▶ [Énoncé 1]: Pourriez-vous recopier fidèlement, dans le texte fourni ci-dessous, le passage qui va de « M. L. professe, en » jusqu'à « n’a pas consacré. » ?

M. L. professe, en passant, pour la constitution de 1793 une admiration que nous aurions peut-être quelque peine à partager. En tout cas cette constitution n’a pas fait ses preuves, puisqu’elle n’a jamais fonctionné. Il convient, ce semble, à la sociologie expérimentale d’être très réservée dans l’appréciation d’un système politique que l’expérience n’a pas consacré.

Des conclusions de M. Letourneau, revenons au corps même de l’ouvrage, c’est-à-dire à l’histoire de l’évolution politique. La tâche qu’avait à remplir M. L. était en un sens plus facile que dans ses autres ouvrages, en ce que les historiens se sont de préférence attachés à ce côté des institutions sociales. Mais, en un autre sens, elle était au contraire beaucoup plus difficile puisqu’il fallait justement éviter de se laisser déborder par le détail, qui, sur certains points, abondait, et utiliser, sans vouloir l’absorber, l’effrayante bibliothèque accumulée par les historiens ; sans parler de la complexité extrême des institutions politiques et de la difficulté de les isoler des autres éléments de l’organisation sociale, alors qu’elles en sont en grande partie la résultante. C’était là évidemment une entreprise considérable, et capable de faire reculer un travailleur moins courageux et moins prompt.

▶ [Énoncé 2]: Quelles lignes des entrées ci-dessous contiennent le mot « fledgling » ? Relevez-les toutes sans rien y changer.

▶ [Données à traiter]:
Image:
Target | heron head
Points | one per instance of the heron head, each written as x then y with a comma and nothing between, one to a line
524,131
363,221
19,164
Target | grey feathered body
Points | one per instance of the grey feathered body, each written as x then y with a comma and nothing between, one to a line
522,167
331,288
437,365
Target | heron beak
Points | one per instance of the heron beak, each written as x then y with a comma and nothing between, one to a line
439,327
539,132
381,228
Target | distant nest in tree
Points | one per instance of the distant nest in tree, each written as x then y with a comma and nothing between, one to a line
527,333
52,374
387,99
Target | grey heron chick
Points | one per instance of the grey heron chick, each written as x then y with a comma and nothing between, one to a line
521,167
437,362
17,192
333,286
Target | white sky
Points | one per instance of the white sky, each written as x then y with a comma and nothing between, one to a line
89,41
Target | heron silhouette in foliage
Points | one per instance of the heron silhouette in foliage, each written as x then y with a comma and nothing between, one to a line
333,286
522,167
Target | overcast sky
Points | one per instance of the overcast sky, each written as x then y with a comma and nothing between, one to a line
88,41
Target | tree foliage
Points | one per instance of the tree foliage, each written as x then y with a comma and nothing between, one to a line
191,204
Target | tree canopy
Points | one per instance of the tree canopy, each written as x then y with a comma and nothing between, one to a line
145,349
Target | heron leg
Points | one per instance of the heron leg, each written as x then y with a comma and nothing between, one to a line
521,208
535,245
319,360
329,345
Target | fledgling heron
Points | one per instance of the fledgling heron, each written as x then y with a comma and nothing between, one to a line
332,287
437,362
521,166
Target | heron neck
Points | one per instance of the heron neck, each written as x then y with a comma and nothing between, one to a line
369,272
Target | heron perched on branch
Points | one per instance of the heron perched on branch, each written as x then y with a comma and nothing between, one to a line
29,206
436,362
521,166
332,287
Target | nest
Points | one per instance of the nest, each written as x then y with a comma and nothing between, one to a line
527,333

▶ [Bonne réponse 1]:
M. L. professe, en passant, pour la constitution de 1793 une admiration que nous aurions peut-être quelque peine à partager. En tout cas cette constitution n’a pas fait ses preuves, puisqu’elle n’a jamais fonctionné. Il convient, ce semble, à la sociologie expérimentale d’être très réservée dans l’appréciation d’un système politique que l’expérience n’a pas consacré.

▶ [Bonne réponse 2]:
Target | fledgling heron
Points | one per instance of the fledgling heron, each written as x then y with a comma and nothing between, one to a line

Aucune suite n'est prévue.